= Selected text =

•••

Loss of hair any where from body is called alopecia. Loss of hair is natural phenomenon during the hair growth cycle. It is estimated that most individuals lose about 100 scalp hair per day. Hair loss can become a cosmetic problem when it occurs in the wrong place at the wrong time in the wrong individual. When more hair is lost then this may be result of some underlying disease or effect of hormone and or genetic predisposition. Two major category of hair loss are described.
A. SCARRING ALOPECIA
This is irreversible hair loss characterized by damage to the underlying skin which results in scarring that destroys the hair follicle and its potential for regeneration. This is permanent because hair follicles have been destroyed. Burn and trauma are most common causes.
B. NON SCARRING ALOPECIA
This type of hair loss is very common and can be due to many causes, including certain diseases, drugs, aging, diet, as well as a genetic predisposition for hair loss called androgenic alopecia (common balding).

•••

= Data section =
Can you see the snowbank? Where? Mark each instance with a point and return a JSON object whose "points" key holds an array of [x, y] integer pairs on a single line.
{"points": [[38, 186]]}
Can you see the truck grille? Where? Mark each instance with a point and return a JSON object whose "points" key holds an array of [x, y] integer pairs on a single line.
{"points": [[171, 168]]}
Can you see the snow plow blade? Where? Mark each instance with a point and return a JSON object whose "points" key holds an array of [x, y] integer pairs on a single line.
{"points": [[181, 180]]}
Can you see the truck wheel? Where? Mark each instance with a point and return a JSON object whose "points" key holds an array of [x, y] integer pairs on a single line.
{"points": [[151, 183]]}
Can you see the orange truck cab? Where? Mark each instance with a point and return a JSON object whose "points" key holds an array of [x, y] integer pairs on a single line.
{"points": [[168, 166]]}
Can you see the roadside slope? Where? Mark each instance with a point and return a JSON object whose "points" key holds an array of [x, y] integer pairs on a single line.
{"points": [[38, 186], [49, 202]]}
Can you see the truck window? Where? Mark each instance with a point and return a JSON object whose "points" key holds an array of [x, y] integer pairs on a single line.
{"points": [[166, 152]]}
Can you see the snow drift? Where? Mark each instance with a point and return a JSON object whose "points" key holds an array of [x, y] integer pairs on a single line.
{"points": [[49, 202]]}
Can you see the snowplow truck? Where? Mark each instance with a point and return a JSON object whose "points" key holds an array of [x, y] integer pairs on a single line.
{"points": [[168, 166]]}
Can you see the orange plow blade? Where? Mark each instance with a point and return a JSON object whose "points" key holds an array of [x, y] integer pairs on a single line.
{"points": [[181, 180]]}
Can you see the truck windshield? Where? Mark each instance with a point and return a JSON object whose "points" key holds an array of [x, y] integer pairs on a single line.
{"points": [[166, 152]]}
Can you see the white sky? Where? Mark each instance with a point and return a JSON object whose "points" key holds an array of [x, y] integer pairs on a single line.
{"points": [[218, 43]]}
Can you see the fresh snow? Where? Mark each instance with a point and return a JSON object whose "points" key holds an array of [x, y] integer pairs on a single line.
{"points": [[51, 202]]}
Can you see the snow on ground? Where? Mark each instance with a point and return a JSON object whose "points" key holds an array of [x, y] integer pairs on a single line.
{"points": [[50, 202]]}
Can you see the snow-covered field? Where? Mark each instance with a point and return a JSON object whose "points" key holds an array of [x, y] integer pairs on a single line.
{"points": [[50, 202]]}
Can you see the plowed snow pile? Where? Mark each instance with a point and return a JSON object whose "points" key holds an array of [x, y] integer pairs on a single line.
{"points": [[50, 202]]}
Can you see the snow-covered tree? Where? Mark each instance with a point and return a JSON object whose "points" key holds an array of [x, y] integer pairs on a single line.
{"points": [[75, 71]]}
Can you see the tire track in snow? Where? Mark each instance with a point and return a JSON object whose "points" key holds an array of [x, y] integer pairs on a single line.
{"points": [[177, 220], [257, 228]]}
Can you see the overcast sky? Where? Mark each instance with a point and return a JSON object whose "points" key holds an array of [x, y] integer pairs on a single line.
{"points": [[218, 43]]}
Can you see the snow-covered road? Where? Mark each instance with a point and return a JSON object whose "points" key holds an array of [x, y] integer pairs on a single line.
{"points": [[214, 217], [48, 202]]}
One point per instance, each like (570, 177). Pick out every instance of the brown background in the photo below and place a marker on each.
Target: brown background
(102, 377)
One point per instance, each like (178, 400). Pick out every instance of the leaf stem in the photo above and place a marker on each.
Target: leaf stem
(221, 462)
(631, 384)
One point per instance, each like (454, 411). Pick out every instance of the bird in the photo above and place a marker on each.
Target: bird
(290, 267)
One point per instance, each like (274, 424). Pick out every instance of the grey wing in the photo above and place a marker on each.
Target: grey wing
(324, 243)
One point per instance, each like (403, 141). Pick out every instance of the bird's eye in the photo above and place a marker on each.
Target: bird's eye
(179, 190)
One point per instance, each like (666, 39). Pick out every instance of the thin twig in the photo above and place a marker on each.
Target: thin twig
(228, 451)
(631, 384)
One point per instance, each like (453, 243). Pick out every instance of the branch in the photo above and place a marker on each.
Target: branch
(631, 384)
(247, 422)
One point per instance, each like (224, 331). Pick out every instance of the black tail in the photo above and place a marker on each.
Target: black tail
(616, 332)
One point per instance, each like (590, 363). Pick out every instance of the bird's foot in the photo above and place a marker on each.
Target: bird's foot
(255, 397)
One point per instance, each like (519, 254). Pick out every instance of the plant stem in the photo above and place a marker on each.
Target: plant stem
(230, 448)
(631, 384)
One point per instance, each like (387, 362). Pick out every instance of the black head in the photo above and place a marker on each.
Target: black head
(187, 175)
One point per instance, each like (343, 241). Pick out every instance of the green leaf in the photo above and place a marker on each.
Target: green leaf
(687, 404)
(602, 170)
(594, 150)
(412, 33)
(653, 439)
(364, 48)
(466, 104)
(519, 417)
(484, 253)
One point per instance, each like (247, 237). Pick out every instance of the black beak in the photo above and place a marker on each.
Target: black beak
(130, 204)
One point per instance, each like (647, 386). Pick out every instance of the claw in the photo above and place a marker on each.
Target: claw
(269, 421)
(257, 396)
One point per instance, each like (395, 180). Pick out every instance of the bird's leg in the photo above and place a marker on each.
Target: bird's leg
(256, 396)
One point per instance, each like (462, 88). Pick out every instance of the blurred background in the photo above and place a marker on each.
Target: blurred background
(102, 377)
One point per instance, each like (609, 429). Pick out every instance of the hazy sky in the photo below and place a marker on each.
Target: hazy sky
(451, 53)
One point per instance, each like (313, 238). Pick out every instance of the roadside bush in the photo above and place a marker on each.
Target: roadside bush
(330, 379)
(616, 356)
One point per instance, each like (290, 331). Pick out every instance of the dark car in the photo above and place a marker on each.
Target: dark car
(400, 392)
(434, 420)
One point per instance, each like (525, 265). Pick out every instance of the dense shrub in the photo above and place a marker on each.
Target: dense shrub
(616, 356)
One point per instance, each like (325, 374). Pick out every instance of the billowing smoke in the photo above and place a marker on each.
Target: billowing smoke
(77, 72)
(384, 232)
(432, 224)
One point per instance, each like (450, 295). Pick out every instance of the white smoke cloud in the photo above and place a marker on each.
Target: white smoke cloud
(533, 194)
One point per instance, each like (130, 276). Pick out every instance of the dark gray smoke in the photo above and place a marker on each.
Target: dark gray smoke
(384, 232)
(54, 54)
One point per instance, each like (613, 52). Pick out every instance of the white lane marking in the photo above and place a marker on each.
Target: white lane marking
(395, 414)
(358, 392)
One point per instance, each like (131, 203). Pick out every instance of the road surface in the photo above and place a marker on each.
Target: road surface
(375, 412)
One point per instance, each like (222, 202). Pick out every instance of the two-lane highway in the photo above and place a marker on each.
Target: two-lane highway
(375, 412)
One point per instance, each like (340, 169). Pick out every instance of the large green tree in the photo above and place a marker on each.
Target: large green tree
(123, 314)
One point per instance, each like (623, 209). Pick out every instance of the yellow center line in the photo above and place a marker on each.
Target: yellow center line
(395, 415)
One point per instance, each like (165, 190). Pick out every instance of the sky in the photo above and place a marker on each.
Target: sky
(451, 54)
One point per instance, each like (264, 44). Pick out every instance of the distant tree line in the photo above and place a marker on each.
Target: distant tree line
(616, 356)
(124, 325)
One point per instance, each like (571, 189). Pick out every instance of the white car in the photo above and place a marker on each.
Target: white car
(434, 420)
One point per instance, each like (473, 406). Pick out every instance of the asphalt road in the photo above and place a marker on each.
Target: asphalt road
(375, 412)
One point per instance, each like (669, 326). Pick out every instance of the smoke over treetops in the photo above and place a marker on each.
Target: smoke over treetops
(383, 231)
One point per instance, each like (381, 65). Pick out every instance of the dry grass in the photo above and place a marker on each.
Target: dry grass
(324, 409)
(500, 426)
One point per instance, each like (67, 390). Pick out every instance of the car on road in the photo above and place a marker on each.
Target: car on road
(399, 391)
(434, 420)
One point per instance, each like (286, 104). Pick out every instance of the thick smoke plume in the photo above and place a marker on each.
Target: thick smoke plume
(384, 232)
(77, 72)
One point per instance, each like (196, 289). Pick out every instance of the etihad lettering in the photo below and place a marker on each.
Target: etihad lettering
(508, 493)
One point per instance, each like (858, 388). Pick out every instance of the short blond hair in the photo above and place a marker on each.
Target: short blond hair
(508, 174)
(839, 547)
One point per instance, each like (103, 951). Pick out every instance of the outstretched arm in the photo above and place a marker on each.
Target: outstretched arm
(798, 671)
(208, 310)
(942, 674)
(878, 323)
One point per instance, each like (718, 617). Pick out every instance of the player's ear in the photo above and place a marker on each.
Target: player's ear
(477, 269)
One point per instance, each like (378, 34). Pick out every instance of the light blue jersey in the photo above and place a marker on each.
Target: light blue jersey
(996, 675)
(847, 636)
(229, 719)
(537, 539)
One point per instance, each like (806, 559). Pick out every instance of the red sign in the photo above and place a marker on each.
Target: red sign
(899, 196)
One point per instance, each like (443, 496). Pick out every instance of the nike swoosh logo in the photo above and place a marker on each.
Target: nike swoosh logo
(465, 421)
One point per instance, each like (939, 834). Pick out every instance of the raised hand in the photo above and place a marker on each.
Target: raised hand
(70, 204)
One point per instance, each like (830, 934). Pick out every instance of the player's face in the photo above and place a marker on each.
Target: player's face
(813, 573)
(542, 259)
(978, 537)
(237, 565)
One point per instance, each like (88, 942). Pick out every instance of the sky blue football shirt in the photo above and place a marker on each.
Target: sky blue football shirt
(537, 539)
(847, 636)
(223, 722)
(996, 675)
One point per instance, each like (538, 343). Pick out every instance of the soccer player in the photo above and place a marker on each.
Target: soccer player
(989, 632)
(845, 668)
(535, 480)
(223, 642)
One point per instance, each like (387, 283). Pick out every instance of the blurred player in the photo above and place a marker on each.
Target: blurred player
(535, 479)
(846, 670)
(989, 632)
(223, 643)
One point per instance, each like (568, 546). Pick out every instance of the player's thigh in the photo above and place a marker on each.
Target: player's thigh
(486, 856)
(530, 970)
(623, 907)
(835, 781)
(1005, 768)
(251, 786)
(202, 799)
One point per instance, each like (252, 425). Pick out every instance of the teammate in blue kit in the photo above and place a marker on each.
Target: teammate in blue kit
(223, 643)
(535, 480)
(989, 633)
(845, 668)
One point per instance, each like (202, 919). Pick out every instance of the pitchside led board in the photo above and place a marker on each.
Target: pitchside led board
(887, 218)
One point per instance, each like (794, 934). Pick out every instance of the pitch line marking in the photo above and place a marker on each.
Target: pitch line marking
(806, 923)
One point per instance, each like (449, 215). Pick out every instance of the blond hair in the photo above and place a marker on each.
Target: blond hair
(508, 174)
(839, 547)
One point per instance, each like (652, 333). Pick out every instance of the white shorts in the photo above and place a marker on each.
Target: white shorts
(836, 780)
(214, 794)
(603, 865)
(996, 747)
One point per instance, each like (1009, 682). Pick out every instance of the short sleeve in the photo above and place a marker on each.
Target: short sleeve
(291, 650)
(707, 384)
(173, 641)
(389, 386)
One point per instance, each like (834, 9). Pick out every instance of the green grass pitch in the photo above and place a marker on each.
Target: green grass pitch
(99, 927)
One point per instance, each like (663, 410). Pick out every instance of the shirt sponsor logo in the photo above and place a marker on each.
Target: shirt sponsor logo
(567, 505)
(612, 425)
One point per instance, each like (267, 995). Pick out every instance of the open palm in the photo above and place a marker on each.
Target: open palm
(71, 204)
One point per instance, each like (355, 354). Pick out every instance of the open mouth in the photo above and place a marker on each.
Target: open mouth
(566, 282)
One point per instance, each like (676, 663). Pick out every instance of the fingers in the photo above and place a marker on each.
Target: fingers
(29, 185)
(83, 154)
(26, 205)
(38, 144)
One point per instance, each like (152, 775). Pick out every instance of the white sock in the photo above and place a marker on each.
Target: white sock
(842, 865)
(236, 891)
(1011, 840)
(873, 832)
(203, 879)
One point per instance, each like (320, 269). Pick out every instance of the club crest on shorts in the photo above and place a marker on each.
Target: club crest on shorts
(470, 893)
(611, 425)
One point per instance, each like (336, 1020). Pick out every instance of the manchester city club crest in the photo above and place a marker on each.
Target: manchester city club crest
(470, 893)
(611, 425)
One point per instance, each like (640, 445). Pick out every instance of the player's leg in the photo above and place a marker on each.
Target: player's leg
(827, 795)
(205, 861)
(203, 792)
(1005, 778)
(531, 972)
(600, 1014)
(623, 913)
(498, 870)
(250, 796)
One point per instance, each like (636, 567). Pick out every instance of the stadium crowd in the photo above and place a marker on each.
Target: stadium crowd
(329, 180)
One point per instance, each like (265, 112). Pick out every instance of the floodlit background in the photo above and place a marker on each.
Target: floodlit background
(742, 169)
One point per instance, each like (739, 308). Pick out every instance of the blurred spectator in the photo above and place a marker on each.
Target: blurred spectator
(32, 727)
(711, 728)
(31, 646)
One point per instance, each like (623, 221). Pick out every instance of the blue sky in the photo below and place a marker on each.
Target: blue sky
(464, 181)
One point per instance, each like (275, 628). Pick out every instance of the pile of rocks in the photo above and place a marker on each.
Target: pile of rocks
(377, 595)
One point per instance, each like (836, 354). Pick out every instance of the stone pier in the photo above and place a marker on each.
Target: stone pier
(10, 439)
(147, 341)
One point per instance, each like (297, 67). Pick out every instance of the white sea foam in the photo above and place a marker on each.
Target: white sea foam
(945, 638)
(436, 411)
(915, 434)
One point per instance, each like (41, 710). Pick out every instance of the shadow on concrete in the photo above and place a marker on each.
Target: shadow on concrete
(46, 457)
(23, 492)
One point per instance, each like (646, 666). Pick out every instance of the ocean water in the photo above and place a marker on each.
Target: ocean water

•••

= Complete the following =
1 > From the hair loss text, list every cause it gives for non scarring alopecia.
2 > Copy the hair loss text word for word, starting at "A. SCARRING ALOPECIA" and ending at "alopecia (common balding).".
The lines come from a separate source and have no connection to the hair loss text.

= Solutions per task =
1 >
- Certain diseases
- Drugs
- Aging
- Diet
- A genetic predisposition for hair loss called androgenic alopecia (common balding)

2 >
A. SCARRING ALOPECIA
This is irreversible hair loss characterized by damage to the underlying skin which results in scarring that destroys the hair follicle and its potential for regeneration. This is permanent because hair follicles have been destroyed. Burn and trauma are most common causes.
B. NON SCARRING ALOPECIA
This type of hair loss is very common and can be due to many causes, including certain diseases, drugs, aging, diet, as well as a genetic predisposition for hair loss called androgenic alopecia (common balding).